======== Dataset content ========

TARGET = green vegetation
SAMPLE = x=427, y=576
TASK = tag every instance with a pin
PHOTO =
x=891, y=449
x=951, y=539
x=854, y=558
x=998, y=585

========

**Exercise**
Please turn the listing above into a numbered list, leaving out any blank lines.

**Complete response**
1. TARGET = green vegetation
2. SAMPLE = x=427, y=576
3. TASK = tag every instance with a pin
4. PHOTO =
5. x=891, y=449
6. x=951, y=539
7. x=854, y=558
8. x=998, y=585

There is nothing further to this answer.